[Raw records]
◆ ◆ ◆

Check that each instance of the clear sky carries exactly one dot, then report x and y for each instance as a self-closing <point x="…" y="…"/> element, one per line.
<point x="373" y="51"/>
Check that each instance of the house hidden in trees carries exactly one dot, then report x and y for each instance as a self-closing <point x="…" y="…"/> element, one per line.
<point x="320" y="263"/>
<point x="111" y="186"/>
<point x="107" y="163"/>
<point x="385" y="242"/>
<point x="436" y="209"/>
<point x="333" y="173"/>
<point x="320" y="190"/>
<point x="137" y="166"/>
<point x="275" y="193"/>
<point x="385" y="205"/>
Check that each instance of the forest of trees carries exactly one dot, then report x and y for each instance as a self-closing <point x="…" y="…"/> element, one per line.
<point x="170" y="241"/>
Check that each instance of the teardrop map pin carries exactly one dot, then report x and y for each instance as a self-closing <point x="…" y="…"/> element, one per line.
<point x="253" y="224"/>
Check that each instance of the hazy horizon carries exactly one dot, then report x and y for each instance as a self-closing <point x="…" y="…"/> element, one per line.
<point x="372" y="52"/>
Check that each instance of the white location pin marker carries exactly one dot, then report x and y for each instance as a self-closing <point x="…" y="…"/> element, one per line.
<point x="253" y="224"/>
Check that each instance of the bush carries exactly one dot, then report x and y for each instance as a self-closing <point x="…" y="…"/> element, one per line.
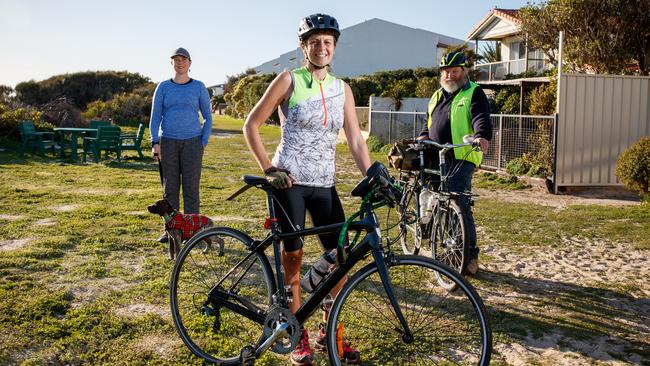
<point x="518" y="166"/>
<point x="128" y="109"/>
<point x="426" y="86"/>
<point x="246" y="93"/>
<point x="633" y="167"/>
<point x="80" y="88"/>
<point x="533" y="165"/>
<point x="543" y="98"/>
<point x="374" y="145"/>
<point x="399" y="89"/>
<point x="506" y="101"/>
<point x="10" y="119"/>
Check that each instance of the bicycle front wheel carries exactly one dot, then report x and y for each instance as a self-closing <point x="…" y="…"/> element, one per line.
<point x="218" y="291"/>
<point x="446" y="328"/>
<point x="450" y="238"/>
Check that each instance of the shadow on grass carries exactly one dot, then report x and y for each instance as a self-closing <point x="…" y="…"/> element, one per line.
<point x="532" y="310"/>
<point x="222" y="131"/>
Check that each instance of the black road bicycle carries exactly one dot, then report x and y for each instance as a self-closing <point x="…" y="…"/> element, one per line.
<point x="439" y="228"/>
<point x="231" y="307"/>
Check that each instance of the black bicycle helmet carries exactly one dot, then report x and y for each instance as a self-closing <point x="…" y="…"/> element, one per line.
<point x="453" y="58"/>
<point x="316" y="22"/>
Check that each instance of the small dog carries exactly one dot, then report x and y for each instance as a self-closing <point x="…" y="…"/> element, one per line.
<point x="180" y="227"/>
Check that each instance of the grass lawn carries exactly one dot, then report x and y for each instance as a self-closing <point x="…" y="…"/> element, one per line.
<point x="82" y="280"/>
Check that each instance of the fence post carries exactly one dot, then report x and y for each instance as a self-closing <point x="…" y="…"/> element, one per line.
<point x="500" y="141"/>
<point x="414" y="122"/>
<point x="390" y="125"/>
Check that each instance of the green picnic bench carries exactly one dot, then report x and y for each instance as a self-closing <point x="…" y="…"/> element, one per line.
<point x="34" y="140"/>
<point x="107" y="140"/>
<point x="133" y="141"/>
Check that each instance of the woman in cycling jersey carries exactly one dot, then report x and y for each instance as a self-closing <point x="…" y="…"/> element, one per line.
<point x="313" y="106"/>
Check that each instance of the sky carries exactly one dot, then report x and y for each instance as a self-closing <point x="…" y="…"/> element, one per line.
<point x="43" y="38"/>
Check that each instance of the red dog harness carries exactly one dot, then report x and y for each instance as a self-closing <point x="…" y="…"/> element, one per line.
<point x="188" y="224"/>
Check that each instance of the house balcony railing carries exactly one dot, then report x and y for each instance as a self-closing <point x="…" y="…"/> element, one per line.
<point x="499" y="70"/>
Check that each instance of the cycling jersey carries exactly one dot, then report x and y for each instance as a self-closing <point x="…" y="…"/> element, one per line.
<point x="313" y="116"/>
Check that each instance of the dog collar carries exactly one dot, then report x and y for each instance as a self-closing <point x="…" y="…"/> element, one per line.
<point x="170" y="217"/>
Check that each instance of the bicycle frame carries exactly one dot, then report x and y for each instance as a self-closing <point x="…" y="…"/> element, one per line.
<point x="371" y="243"/>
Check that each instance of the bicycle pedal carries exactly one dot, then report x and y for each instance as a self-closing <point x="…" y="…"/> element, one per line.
<point x="247" y="356"/>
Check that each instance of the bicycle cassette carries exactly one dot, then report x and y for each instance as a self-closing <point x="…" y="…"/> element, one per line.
<point x="282" y="321"/>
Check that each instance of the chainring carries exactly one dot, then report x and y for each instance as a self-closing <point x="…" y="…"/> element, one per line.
<point x="275" y="316"/>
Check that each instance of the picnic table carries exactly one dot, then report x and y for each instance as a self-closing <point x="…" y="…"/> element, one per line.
<point x="75" y="133"/>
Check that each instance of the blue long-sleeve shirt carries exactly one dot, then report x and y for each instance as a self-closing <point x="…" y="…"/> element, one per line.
<point x="174" y="111"/>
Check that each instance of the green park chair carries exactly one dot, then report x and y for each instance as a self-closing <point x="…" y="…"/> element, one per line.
<point x="107" y="140"/>
<point x="133" y="141"/>
<point x="95" y="124"/>
<point x="34" y="140"/>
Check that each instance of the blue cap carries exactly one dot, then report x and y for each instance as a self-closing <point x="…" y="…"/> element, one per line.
<point x="180" y="51"/>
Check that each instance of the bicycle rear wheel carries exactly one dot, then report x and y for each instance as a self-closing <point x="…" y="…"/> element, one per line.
<point x="450" y="238"/>
<point x="208" y="301"/>
<point x="448" y="329"/>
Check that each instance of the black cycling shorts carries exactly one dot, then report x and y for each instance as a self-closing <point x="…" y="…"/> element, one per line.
<point x="323" y="205"/>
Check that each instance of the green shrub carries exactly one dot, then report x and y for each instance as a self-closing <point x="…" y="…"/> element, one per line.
<point x="426" y="86"/>
<point x="125" y="109"/>
<point x="398" y="90"/>
<point x="374" y="145"/>
<point x="534" y="165"/>
<point x="543" y="98"/>
<point x="633" y="167"/>
<point x="518" y="166"/>
<point x="10" y="119"/>
<point x="81" y="87"/>
<point x="246" y="93"/>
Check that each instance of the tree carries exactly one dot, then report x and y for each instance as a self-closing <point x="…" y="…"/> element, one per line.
<point x="426" y="86"/>
<point x="490" y="52"/>
<point x="603" y="36"/>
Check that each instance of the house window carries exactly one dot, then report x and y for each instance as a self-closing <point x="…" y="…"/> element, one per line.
<point x="517" y="50"/>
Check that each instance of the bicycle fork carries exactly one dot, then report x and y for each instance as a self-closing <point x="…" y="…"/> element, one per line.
<point x="382" y="268"/>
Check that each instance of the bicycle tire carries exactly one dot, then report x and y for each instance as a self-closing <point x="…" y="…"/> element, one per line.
<point x="450" y="238"/>
<point x="447" y="328"/>
<point x="211" y="332"/>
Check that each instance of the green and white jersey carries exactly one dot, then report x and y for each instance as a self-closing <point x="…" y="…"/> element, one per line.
<point x="313" y="118"/>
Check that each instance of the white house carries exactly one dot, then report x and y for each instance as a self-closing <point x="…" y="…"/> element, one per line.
<point x="502" y="27"/>
<point x="374" y="45"/>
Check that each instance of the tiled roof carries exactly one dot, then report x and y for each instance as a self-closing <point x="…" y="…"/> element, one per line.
<point x="510" y="14"/>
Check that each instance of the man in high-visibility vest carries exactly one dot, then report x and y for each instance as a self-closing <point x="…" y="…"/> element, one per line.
<point x="459" y="108"/>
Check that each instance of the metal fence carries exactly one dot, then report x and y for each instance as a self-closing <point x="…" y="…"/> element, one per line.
<point x="516" y="135"/>
<point x="512" y="135"/>
<point x="390" y="126"/>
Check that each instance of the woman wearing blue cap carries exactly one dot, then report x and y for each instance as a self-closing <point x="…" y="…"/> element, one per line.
<point x="178" y="136"/>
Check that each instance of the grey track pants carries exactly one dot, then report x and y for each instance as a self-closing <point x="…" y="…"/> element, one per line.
<point x="181" y="161"/>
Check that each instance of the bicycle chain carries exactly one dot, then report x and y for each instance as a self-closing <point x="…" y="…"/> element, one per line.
<point x="276" y="316"/>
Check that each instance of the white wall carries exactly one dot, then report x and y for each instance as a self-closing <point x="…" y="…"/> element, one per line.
<point x="374" y="45"/>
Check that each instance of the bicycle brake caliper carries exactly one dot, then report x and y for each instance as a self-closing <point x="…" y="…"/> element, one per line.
<point x="247" y="356"/>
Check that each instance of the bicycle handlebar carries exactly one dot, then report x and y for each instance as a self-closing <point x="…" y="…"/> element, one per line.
<point x="446" y="146"/>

◆ ◆ ◆

Objective ::
Starting at the line that contains "Check that each instance of the grey", output each remaining line of the listing, the last line included, exactly as it appears.

Complete response ::
Check that each instance of the grey track pants carries exactly one dot, then report x and y for each instance as a self-closing <point x="…" y="…"/> element, one per line.
<point x="181" y="161"/>
Check that each instance of the bicycle chain carries exactly one dot, then report x and y for each instance as a self-closing <point x="…" y="…"/> element, one per line.
<point x="276" y="316"/>
Check that each instance of the white wall carries exactly one dot, then report x and y for each instance as a self-closing <point x="…" y="…"/> element, one per line.
<point x="374" y="45"/>
Check that each instance of the bicycle brake caliper carries exactly one dot, then report x and y for each instance as a self-closing <point x="…" y="…"/> element, one per line.
<point x="247" y="356"/>
Check that each instance of the bicycle handlebar carries exactly one dot, then report x and y for each instance as a self-closing <point x="…" y="…"/> element, one per line.
<point x="446" y="146"/>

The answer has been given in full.